Records for the exercise >>
_ _ _ _ _ _ _

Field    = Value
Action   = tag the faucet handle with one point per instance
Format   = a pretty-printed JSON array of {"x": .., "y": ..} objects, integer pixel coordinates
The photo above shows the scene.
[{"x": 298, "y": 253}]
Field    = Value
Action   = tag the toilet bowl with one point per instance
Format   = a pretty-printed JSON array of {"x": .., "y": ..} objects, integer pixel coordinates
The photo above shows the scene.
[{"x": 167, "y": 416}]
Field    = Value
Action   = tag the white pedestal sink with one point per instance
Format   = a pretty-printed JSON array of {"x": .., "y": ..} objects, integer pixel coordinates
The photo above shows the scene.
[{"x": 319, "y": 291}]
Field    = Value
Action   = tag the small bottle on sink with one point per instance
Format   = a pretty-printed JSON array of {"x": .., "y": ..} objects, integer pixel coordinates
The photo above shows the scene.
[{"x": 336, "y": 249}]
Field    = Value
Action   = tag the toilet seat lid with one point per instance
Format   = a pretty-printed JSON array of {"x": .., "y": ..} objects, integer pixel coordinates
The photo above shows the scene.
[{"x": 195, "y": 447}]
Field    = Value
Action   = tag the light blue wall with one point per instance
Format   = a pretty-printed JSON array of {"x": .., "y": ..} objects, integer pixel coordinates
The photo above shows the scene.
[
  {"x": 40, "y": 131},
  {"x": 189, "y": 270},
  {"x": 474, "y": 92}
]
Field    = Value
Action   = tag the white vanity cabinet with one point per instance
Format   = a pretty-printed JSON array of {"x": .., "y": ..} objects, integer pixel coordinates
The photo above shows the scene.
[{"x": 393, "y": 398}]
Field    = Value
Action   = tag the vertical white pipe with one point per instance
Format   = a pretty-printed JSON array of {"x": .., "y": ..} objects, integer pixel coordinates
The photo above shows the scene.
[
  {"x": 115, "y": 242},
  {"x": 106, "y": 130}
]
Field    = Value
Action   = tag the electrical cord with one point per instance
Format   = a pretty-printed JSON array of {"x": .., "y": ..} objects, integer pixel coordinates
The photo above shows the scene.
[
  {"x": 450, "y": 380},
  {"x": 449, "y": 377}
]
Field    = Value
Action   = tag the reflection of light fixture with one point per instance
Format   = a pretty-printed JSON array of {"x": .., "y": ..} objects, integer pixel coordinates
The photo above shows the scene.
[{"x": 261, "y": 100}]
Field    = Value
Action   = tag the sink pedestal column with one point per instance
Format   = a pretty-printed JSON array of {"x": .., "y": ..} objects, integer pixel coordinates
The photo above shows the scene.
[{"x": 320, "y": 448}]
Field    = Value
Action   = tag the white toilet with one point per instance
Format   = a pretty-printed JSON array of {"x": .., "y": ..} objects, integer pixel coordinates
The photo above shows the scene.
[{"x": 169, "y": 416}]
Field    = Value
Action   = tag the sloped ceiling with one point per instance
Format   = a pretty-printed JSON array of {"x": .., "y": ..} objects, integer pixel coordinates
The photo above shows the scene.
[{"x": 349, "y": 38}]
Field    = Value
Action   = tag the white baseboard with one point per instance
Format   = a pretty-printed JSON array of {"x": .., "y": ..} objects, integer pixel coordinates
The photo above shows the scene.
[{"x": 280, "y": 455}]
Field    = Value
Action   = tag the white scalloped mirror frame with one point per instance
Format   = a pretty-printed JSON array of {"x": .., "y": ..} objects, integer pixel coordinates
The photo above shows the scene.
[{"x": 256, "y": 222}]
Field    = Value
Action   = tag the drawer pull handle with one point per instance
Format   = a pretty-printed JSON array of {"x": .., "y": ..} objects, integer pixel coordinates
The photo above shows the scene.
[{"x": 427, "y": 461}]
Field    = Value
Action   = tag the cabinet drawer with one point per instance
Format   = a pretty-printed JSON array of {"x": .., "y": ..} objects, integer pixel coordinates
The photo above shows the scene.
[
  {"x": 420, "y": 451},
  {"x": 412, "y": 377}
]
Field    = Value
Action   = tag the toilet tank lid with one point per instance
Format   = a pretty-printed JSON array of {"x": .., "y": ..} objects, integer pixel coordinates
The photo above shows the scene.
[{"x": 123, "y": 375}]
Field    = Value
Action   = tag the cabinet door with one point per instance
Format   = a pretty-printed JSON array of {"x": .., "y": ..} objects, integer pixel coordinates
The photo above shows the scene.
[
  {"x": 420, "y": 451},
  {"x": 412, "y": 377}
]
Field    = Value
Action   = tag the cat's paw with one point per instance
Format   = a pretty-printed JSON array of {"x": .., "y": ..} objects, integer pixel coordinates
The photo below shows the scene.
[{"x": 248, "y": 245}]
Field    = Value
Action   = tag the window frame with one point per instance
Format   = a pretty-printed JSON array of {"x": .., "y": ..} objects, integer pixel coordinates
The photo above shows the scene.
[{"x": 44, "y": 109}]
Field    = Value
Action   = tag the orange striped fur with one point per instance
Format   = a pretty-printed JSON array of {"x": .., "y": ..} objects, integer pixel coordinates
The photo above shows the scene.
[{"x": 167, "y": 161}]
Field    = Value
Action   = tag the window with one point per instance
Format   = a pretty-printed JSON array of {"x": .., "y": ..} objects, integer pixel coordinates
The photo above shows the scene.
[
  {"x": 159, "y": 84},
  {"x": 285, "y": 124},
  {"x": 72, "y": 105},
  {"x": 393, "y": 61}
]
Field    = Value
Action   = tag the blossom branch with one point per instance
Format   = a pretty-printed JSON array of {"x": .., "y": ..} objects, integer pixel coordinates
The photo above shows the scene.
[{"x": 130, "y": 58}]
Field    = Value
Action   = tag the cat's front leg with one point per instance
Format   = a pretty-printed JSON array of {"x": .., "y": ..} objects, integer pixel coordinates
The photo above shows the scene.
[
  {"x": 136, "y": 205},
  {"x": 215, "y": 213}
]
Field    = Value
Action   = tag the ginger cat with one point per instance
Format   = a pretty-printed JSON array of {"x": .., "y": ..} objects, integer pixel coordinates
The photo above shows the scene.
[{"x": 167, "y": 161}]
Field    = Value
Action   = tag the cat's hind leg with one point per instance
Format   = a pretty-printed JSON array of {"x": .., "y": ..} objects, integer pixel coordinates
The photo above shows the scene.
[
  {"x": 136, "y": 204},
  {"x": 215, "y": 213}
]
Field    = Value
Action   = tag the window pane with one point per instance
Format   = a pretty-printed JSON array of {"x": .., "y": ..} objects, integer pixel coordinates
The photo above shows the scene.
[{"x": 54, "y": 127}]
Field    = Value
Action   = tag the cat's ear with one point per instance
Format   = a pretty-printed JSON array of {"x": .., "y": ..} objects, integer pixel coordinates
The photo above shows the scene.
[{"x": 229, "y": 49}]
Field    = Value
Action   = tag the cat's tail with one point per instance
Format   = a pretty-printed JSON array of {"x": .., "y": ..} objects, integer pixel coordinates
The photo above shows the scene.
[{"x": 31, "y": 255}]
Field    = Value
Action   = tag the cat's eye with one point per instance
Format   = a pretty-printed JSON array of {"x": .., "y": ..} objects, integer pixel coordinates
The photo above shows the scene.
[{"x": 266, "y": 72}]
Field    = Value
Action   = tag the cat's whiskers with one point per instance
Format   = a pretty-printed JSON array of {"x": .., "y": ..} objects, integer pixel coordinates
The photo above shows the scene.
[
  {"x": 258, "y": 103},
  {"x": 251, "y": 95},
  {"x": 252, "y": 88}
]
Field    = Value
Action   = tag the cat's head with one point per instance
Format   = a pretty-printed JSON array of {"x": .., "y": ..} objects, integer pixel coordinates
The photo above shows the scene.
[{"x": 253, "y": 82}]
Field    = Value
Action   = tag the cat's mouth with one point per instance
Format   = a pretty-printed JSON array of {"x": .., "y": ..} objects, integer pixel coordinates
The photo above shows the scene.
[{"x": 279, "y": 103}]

_ _ _ _ _ _ _

Goal >>
Each line above must be reproduced exactly as it stands.

Completed exercise >>
Field    = Value
Action   = tag the faucet handle with one point per instance
Format   = a pretty-printed JSON array of {"x": .., "y": ..} objects, integer pixel coordinates
The photo above shows the scene.
[{"x": 298, "y": 253}]
Field    = Value
Action   = tag the toilet bowl with one point per instance
Format   = a pretty-printed JSON array of {"x": .., "y": ..} objects, integer pixel coordinates
The photo above shows the scene.
[{"x": 167, "y": 416}]
Field    = Value
Action   = tag the white pedestal sink with one point per instance
Format   = a pretty-printed JSON array of {"x": .., "y": ..} objects, integer pixel coordinates
The photo above shows the scene.
[{"x": 319, "y": 291}]
Field    = Value
Action   = tag the small bottle on sink with one point per instance
Format   = a pretty-printed JSON array of {"x": .., "y": ..} objects, integer pixel coordinates
The photo above shows the scene.
[{"x": 336, "y": 249}]
Field    = Value
Action   = tag the toilet seat lid with one point per instance
Format   = a pretty-printed JSON array of {"x": .., "y": ..} objects, integer pixel coordinates
The photo above shows the scene.
[{"x": 195, "y": 447}]
Field    = Value
Action   = tag the light blue wall with one point per instance
Format   = a pretty-printed JSON array of {"x": .., "y": ..} objects, integer pixel coordinates
The photo above shows the scene.
[
  {"x": 40, "y": 131},
  {"x": 189, "y": 270},
  {"x": 474, "y": 92}
]
Field    = Value
Action   = tag the white vanity cabinet with one point per instance
Format   = a pretty-printed JSON array of {"x": .., "y": ..} objects, integer pixel coordinates
The photo above shows the scene.
[{"x": 393, "y": 398}]
Field    = Value
Action   = tag the vertical white pipe with one point per instance
Format   = a pretty-printed JSON array of {"x": .., "y": ..} objects, integer pixel coordinates
The photo above shows the scene.
[
  {"x": 115, "y": 242},
  {"x": 106, "y": 130}
]
Field    = Value
Action   = tag the electrical cord with one point per instance
Format   = a pretty-printed JSON array of {"x": .., "y": ..} objects, integer pixel coordinates
The photo above shows the scene.
[
  {"x": 450, "y": 380},
  {"x": 449, "y": 377}
]
Field    = Value
Action   = tag the reflection of light fixture with one point per instance
Format   = a pretty-printed JSON array of {"x": .., "y": ..} objects, integer pixel coordinates
The photo above shows the scene.
[{"x": 261, "y": 100}]
Field    = Value
Action   = tag the sink pedestal column with one point per instance
Format   = a pretty-printed JSON array of {"x": .., "y": ..} objects, integer pixel coordinates
The photo above shows the scene.
[{"x": 320, "y": 448}]
Field    = Value
Action   = tag the white toilet with one point per instance
Format   = a pretty-printed JSON array of {"x": .., "y": ..} objects, integer pixel coordinates
The photo above shows the scene.
[{"x": 169, "y": 416}]
Field    = Value
Action   = tag the sloped ceiling with one point per instance
Format   = a pretty-printed JSON array of {"x": .., "y": ..} objects, integer pixel coordinates
The photo above shows the scene.
[{"x": 349, "y": 38}]
Field    = Value
Action   = tag the white baseboard with one point per instance
Format   = a pretty-printed JSON array of {"x": .., "y": ..} objects, integer pixel coordinates
The photo above shows the scene.
[{"x": 280, "y": 455}]
Field    = Value
Action   = tag the white scalloped mirror frame with one point per instance
Format   = a pretty-printed JSON array of {"x": .., "y": ..} objects, integer pixel coordinates
The photo above shows the scene.
[{"x": 256, "y": 222}]
Field    = Value
Action   = tag the drawer pull handle with one point per instance
Format   = a pretty-printed JSON array of {"x": .., "y": ..} objects, integer pixel coordinates
The photo above shows the scene.
[{"x": 427, "y": 461}]
Field    = Value
Action   = tag the cabinet drawer with one point per instance
Format   = a pretty-printed JSON array of {"x": .., "y": ..} objects, integer pixel coordinates
The photo above shows the scene.
[
  {"x": 420, "y": 451},
  {"x": 412, "y": 377}
]
Field    = Value
Action   = tag the toilet tank lid with one point per instance
Format   = a pretty-printed JSON array of {"x": .., "y": ..} objects, integer pixel coordinates
The photo above shows the scene.
[{"x": 123, "y": 375}]
Field    = Value
Action   = tag the cabinet door with one point per instance
Format   = a pretty-printed JSON array of {"x": .., "y": ..} objects, integer pixel coordinates
The photo above shows the scene.
[
  {"x": 420, "y": 451},
  {"x": 412, "y": 377}
]
Field    = Value
Action   = tag the cat's paw with one point per instance
Format   = a pretty-printed JSON array of {"x": .., "y": ..} objects, integer pixel coordinates
The photo below shows the scene.
[{"x": 248, "y": 245}]
Field    = Value
Action   = tag the window frame with one point per instance
Format   = a pretty-printed JSON array of {"x": .., "y": ..} objects, integer pixel coordinates
The photo above shows the scene.
[{"x": 44, "y": 109}]
Field    = Value
Action   = tag the orange striped fur with one point per instance
Format   = a pretty-printed JSON array of {"x": .., "y": ..} objects, integer pixel coordinates
The photo above shows the scene.
[{"x": 167, "y": 161}]
Field    = Value
Action   = tag the window with one point per instance
Format   = a pretty-printed JSON array of {"x": .., "y": ..} objects, integer pixel coordinates
The photo above shows the scene.
[
  {"x": 159, "y": 84},
  {"x": 285, "y": 124},
  {"x": 72, "y": 105},
  {"x": 393, "y": 61}
]
Field    = Value
Action   = tag the blossom branch with one point per instance
Format   = a pretty-printed JSON array of {"x": .., "y": ..} objects, integer pixel coordinates
The photo above shows the scene.
[{"x": 130, "y": 58}]
Field    = Value
Action   = tag the cat's front leg with one point per instance
Format   = a pretty-printed JSON array of {"x": .., "y": ..} objects, integer pixel coordinates
The photo above shows the scene.
[
  {"x": 136, "y": 205},
  {"x": 215, "y": 213}
]
Field    = Value
Action   = tag the ginger cat with one point per instance
Format   = a pretty-printed JSON array of {"x": .., "y": ..} objects, integer pixel coordinates
The photo above shows the scene.
[{"x": 167, "y": 161}]
Field    = Value
Action   = tag the cat's hind leg with one point per instance
Format   = a pretty-printed JSON array of {"x": .., "y": ..} objects, integer pixel coordinates
The photo above shows the scene.
[
  {"x": 136, "y": 204},
  {"x": 215, "y": 213}
]
Field    = Value
Action   = tag the window pane with one point per instance
Format   = a pretty-printed JSON array of {"x": .., "y": ..} objects, integer pixel coordinates
The photo above shows the scene.
[{"x": 54, "y": 127}]
Field    = Value
Action   = tag the cat's ear with one point per instance
Format   = a pretty-printed JSON array of {"x": .., "y": ..} objects, integer pixel coordinates
The photo above shows the scene.
[{"x": 229, "y": 49}]
Field    = Value
Action   = tag the cat's tail with one point per instance
Format   = a pretty-printed JSON array of {"x": .., "y": ..} objects, integer pixel coordinates
The photo above shows the scene.
[{"x": 31, "y": 255}]
Field    = Value
Action   = tag the cat's eye with one point per instance
Format   = a pretty-printed JSON array of {"x": .., "y": ..} objects, integer pixel coordinates
The photo above shows the scene.
[{"x": 266, "y": 72}]
Field    = Value
Action   = tag the cat's whiskers with one point per instance
Format   = a pretty-printed JSON array of {"x": .., "y": ..} objects, integer pixel coordinates
The photo above shows the scene.
[
  {"x": 258, "y": 103},
  {"x": 251, "y": 95},
  {"x": 252, "y": 88}
]
Field    = Value
Action   = tag the cat's head with one point per instance
Format   = a pretty-printed JSON array of {"x": .., "y": ..} objects, integer pixel coordinates
The photo above shows the scene.
[{"x": 253, "y": 82}]
Field    = Value
Action   = tag the cat's mouth with one point per instance
Format   = a pretty-printed JSON array of {"x": .., "y": ..} objects, integer pixel coordinates
The photo above shows the scene.
[{"x": 279, "y": 103}]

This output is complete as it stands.